_TEXT FOR ANALYSIS_
In June 2015, nearly 200 scientists from NCI, NIH, and other organizations gathered for the “Applying NCI Etiologic Epidemiologic Discoveries to Reduce Cancer Burden” symposium. The event, hosted by DCEG, targeted the etiologic epidemiologist considering the earliest steps of new discovery application.
Etiologic epidemiologists at NCI study the patterns, determinants and development of cancer. The successful identification of a causal agent or informative biomarker raises hopes of application to reduce cancer incidence and mortality, but a strong association does not necessarily mandate or assure application. The formal study of how best to apply such findings is not new, but methods are evolving and this topic merits increased collaborative attention from etiologists and translational researchers.
The symposium featured interactive, participatory sessions with ample time for questions from the audience. Margaret A. Tucker, M.D., Director of DCEG’s Human Genetics Program, welcomed attendees and set the stage for a day of engaging discussion.

_TASK OBJECTIVE_
Extend the account of the NCI cancer epidemiology symposium, picking up right after its final sentence. The rows that come next have nothing to do with this text.

(Dataset entries)
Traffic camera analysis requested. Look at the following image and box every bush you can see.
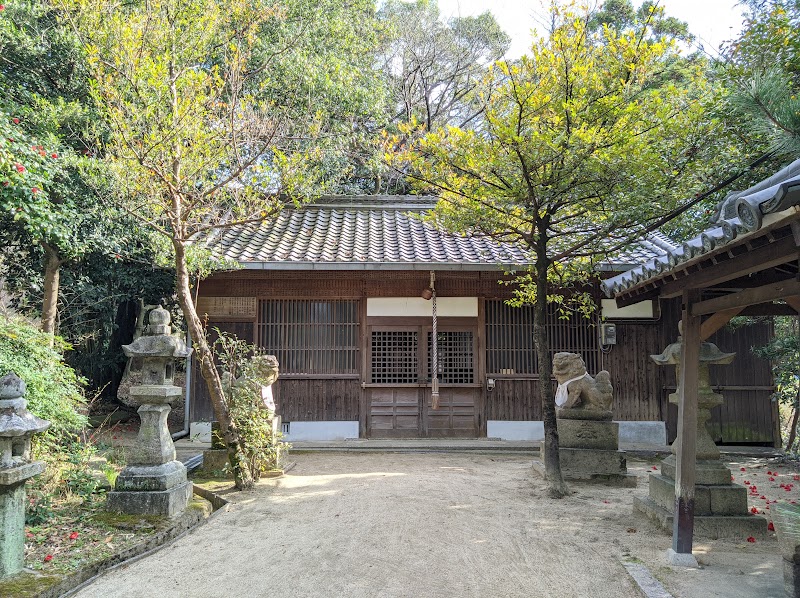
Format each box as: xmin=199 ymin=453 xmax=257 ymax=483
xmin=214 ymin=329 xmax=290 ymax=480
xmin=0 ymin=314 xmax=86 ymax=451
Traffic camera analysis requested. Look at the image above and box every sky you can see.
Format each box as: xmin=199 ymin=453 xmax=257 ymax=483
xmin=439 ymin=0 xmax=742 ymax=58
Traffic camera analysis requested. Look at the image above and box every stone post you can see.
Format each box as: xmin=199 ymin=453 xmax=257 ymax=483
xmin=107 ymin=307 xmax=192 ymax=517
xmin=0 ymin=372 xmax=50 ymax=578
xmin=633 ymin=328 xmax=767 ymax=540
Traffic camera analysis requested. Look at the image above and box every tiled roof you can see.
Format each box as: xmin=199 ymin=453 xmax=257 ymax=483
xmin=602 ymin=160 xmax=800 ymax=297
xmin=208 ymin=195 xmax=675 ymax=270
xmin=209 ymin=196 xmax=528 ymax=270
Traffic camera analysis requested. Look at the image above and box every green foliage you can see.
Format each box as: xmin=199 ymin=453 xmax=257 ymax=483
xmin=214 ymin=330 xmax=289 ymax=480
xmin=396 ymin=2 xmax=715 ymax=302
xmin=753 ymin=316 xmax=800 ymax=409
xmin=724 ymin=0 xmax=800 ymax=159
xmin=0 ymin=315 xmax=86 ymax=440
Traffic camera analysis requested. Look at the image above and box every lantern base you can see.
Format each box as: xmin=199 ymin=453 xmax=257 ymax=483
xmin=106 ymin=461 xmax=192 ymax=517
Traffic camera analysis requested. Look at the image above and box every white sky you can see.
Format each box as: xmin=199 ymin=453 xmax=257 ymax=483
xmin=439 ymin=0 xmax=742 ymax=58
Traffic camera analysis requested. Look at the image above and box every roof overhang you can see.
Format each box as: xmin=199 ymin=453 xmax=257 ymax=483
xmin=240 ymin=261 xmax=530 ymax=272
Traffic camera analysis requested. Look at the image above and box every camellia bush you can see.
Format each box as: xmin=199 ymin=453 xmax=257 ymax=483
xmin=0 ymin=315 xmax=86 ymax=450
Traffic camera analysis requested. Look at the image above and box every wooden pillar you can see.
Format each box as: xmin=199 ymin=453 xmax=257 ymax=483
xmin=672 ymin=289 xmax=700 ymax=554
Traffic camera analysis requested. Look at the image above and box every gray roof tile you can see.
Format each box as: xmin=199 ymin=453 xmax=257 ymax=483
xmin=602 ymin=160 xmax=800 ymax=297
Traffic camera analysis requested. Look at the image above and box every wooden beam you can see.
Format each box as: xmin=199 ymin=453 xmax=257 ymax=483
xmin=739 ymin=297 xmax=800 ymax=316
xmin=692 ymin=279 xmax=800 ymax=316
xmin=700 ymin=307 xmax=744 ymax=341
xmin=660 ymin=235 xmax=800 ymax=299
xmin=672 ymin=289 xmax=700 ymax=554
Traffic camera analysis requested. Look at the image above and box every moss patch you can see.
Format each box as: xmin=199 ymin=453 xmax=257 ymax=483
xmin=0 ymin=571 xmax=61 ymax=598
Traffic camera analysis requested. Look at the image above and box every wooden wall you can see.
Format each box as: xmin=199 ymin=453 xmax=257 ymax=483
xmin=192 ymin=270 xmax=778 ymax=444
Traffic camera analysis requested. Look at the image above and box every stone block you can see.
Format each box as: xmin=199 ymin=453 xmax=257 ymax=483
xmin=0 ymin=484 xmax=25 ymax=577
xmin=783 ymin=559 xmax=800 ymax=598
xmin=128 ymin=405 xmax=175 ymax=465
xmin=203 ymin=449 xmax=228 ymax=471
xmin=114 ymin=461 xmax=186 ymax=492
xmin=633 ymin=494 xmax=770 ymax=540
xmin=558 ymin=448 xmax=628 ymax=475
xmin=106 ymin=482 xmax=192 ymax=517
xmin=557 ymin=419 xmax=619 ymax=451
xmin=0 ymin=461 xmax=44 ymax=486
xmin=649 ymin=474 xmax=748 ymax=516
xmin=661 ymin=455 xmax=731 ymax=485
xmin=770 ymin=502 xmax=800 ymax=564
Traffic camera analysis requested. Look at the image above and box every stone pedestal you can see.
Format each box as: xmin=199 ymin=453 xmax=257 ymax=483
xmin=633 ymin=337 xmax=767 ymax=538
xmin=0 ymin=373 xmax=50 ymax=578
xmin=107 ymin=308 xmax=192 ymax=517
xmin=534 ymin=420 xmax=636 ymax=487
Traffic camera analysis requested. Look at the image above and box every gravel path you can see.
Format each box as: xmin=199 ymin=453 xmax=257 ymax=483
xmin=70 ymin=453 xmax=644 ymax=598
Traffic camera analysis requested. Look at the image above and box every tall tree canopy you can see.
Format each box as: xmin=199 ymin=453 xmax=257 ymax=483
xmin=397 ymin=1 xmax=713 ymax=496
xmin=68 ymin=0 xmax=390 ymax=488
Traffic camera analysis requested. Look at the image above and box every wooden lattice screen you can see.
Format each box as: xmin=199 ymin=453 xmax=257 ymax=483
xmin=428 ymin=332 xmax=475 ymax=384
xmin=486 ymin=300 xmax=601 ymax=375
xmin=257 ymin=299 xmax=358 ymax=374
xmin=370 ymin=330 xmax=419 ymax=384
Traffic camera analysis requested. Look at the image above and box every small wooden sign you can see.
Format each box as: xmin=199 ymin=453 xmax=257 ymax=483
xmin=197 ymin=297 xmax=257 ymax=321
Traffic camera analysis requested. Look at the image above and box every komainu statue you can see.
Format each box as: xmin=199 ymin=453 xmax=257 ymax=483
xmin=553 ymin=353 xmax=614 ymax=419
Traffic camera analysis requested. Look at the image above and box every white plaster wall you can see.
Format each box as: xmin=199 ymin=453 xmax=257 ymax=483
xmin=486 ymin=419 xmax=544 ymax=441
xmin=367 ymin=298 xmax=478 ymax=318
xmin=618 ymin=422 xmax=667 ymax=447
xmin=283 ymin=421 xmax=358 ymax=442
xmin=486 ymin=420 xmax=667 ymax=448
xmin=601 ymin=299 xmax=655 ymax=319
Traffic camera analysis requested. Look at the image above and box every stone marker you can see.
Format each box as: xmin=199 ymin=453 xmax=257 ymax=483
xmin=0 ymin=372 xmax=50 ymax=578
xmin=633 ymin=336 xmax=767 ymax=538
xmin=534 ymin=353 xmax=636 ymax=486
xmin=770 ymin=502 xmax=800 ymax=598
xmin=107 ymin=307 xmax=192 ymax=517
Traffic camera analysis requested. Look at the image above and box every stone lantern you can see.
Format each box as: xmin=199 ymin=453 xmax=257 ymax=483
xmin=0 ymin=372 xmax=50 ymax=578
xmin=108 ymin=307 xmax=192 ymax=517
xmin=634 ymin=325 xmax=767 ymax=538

_RESULT FOR THIS TASK_
Dr. Tucker and Mark Schiffman, M.D., M.P.H., moderated the first session, “The intersection of etiologic epidemiology and application: Where we stand and visions for improvement.” Stephen J. Chanock, M.D., Director of DCEG, Mark Sherman, M.D., NCI Division of Cancer Prevention, and Robert Croyle, Ph.D., Director of the NCI Division of Cancer Control and Population Sciences (DCCPS), presented the perspective of the ir respective Divisions.
The next session, “Deciding on the adequacy of evidence: illustrated by case studies,” was moderated by Dr. Joe Selby, Patient-Centered Outcomes Research Institute (PCORI), and Dr. Christine Berg, Johns Hopkins School of Medicine. Dr. Selby, Amy Berrington de González, D.Phil., Chief of the Radiation Epidemiology Branch, Aaron Blair, Ph.D., M.P.H., Demetrius Albanes, M.D., Dr. Ruth Etzioni, Fred Hutchinson Cancer Research Center, and Robert N. Hoover, M.D., Sc.D., Director of the Epidemiology and Biostatistics Program, spoke about a variety of topics, including PCORI; case-studies on the application of findings to reduce exposure to radiation, occupational, and environmental carcinogens; the evolution of prostate cancer screening programs; and clinical use and management of menopausal hormone therapy.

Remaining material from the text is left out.